◆ Отрывок из источника ◆
Сохранилось 5 сочинений Тацита. Трактат «Об ораторах» указывает причины упадка красноречия и говорит о воспитании гражданина, будущего оратора. Монографию «О жизни и характере Юлия Агриколы» («Жизнеописание Юлия Агриколы») Тацит написал в 98 г. н. э. вместо традиционной траурной речи, которую не мог произнести, так как в то время, когда его тесть Юлий Агрикола умер, писатель был в отъезде. В монографии автор рассказывает биографию Агриколы с детства до смерти. Более чем половина описания посвящена войнам, которые велись в Британии. Тацит также описывает обычаи жителей Британии, особенности географии страны. Кроме того, в этом сочинении он размышляет о месте и характере деятельности благородного человека во времена империи. Писатель положительно оценивает способность Агриколы служить государству во время правления даже такого никудышного императора, как Домициан. Таким образом, «Агрикола» — не только биография знаменитого полководца, но и исторический, этнографический, политический трактат.

В тот же самый год Тацит написал и этнографическую монографию «О происхождении германцев и местоположении Германии» («Германия»). Он воспользовался тем, что в 97 г. н. э. выбранный соправителем римского императора Нервы наместник Верхней Германии Ульпий Траян, ставший после смерти Нервы единовластным императором, не спешил в Рим, продолжал жить на границе Великой, не завоеванной римлянами Германии (Germania Maior) и возбуждал всеобщее любопытство: «Что такое эта Германия? Кто эти германцы?» Собираясь прежде всего ответить на эти вопросы, Тацит написал монографию. Тема не должна была быть ему неизвестной, поскольку, как мы упоминали, историк, по-видимому, родился и провел детство в Галлии, на границе с Германией [70, 56—64]. Поэтому Германия, видимо, была областью специализации Тацита как политического деятеля: считается, что в качестве проконсула он жил в завоеванной ее части (Germania Minor) в 89—93 гг• н•э. a может быть, и в 101—104 гг. [70. 78—79].

Однако, по мнению большинства ученых, не германцы интересовали Тацита более всего: этим сочинением, украшенным этнографическими подробностями, он прежде всего стремился критиковать обычаи римлян, гоняющихся за роскошью и удобствами, противопоставляя их образу жизни небогатых, нецивилизованных, однако непобедимых германцев. Так он старался улучшить, исправить общество. [20, 127— 141]. Хотя Тацит имел и дидактические цели, но он был достоверным автором: данные археологии нового времени чаще всего подтверждают положения Тацита. Некоторые несоответствия и преувеличения иногда, по-видимому, допущены сознательно, в стремлении подчеркнуть контраст: мы (римляне) и они (варвары). Тацит описывает географическое положение, происхождение, богатства недр земли, оружие, военное искусство, правителей, полководцев, жрецов, религию, снаряжение, суды, семейные отношения и т. д. народа, на свободу и независимость которого посягали римляне. Особенно автор подчеркивает те черты германцев, которых не хватает римлянам, например, прочность и чистоту брака у германцев.

◆ Извлечённые данные ◆

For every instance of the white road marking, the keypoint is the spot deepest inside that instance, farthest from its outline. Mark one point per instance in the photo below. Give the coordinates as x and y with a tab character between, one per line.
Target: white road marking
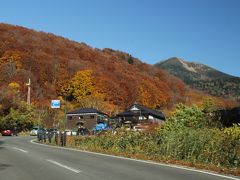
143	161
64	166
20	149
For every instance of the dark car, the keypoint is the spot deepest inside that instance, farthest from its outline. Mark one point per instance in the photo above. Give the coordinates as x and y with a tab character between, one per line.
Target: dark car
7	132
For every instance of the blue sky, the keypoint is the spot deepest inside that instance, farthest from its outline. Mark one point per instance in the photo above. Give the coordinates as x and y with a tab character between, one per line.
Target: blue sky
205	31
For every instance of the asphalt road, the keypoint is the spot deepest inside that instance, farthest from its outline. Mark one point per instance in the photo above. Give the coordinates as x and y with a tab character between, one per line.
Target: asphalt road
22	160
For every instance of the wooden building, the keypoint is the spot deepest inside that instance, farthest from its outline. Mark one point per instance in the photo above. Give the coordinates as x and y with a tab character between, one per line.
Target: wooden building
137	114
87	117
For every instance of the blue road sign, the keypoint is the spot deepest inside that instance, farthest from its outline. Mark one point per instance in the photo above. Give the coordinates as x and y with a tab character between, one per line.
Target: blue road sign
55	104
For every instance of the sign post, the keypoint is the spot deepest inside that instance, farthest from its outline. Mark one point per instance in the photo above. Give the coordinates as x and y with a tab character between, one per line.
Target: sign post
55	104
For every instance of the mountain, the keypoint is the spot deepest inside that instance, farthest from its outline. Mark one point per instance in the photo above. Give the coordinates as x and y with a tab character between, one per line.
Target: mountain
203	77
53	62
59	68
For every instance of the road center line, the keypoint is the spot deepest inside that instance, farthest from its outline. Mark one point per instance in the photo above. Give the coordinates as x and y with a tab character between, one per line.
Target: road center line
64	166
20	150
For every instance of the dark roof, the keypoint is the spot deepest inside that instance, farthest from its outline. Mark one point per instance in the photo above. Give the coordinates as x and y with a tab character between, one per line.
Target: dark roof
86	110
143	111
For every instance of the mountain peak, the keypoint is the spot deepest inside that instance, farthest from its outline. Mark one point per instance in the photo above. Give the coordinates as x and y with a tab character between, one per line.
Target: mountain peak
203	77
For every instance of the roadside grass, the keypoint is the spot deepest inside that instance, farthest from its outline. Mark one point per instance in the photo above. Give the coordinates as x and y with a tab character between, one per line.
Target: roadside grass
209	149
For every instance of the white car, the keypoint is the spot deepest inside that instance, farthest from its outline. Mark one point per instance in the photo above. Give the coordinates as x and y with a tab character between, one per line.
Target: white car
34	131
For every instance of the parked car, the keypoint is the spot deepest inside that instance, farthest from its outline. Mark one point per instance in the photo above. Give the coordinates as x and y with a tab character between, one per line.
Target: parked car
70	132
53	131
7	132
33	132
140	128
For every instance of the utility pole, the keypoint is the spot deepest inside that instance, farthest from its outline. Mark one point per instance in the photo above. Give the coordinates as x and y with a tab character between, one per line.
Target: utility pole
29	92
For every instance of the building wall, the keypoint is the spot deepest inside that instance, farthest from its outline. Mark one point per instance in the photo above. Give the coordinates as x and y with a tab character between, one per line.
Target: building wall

---

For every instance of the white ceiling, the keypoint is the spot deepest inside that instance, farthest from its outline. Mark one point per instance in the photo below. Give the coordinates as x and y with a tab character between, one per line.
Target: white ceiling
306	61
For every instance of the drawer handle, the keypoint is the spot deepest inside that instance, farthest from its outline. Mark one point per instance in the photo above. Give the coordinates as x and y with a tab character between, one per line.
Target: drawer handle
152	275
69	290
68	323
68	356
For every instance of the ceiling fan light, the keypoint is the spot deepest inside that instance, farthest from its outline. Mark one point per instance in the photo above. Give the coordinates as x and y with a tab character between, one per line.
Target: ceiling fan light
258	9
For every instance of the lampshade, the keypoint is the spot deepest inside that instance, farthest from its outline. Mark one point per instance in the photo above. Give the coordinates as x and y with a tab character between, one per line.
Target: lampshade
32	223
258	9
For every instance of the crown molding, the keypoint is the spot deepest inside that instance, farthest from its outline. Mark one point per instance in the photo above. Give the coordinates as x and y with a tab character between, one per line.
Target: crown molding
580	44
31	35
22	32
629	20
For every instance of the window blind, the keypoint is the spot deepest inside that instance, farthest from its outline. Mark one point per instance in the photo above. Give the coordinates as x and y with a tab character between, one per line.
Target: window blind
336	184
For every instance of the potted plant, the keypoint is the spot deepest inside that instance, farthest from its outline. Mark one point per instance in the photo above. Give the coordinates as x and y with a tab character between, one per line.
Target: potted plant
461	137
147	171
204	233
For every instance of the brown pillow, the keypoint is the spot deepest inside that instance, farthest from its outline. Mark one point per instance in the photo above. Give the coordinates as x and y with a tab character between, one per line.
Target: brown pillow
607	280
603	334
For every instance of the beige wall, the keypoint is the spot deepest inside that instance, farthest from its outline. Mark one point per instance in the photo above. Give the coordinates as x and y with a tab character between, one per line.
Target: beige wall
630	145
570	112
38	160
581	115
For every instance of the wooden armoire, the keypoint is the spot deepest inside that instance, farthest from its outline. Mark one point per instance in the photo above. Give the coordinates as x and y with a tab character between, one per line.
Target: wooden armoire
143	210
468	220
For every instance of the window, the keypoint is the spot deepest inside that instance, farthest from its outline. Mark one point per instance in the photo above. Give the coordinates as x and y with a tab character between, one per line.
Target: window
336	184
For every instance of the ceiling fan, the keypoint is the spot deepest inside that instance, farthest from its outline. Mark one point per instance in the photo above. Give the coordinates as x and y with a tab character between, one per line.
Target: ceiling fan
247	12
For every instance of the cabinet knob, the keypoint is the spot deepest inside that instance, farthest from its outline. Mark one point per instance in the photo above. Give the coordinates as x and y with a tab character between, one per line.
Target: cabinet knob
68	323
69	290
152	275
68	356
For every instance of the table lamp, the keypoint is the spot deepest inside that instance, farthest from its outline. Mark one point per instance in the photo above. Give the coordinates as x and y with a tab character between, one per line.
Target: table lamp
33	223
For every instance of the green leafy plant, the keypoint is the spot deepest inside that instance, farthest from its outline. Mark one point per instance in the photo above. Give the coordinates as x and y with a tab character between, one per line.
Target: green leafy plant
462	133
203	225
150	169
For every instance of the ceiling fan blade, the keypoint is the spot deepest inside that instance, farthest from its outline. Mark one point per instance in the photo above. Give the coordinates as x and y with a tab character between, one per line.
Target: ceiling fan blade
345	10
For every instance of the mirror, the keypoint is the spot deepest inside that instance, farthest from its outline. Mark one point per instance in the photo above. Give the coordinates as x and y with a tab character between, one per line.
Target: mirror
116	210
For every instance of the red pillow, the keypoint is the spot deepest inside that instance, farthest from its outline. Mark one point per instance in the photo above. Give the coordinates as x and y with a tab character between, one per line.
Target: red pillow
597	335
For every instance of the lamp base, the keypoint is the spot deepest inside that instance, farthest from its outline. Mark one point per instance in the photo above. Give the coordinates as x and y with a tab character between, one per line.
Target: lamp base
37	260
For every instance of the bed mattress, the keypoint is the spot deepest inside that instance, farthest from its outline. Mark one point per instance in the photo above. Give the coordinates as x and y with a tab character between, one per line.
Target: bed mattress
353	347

◆ Задания для работы ◆
1) В каком году, согласно отрывку о сочинениях Тацита, была написана монография о Юлии Агриколе?
2) Напишите продолжение отрывка о сочинениях Тацита, начав сразу после его последнего предложения.

◆ Ответы к заданиям ◆
1) В 98 г. н. э.

2)
Два других произведения Тацита имеют намного больший объем, чем «Германия». В «Истории» автор описывает правление императоров династии Флавиев. Он начал с 69 г. н. э., с гражданских войн, начавшихся после смерти Нерона, и закончил 96 г. н. э. — гибелью последнего императора из династии Флавиев. Считается, что «История», в которой Тацит рассказывал о своем времени, была закончена около 110 г. н. э. После этого историк взялся за описание более ранних событий (времени правления Тиберия, Калигулы, Клавдия и Нерона). Неясно, как называлось это сочинение. Заголовок единственной сохранившейся рукописи — «От кончины божественного Августа». В самом сочинении автор несколько раз называет его анналами (Ann. III 65; IV 32; XIII 31). Поскольку первое название длинное и неудобное, поскольку события в произведении излагаются по годам, более распространено название «Анналы». Таким образом, оба произведения («История» и «Анналы») описывали римскую историю с 14 до 96 г. н. э. Оба дошли до нас не полностью. Из 14 книг «Истории» сохранились целиком 4 первые книги и часть пятой, из 16 книг «Анналов» — две части: не полностью первые 6 книг и последние 6 книг.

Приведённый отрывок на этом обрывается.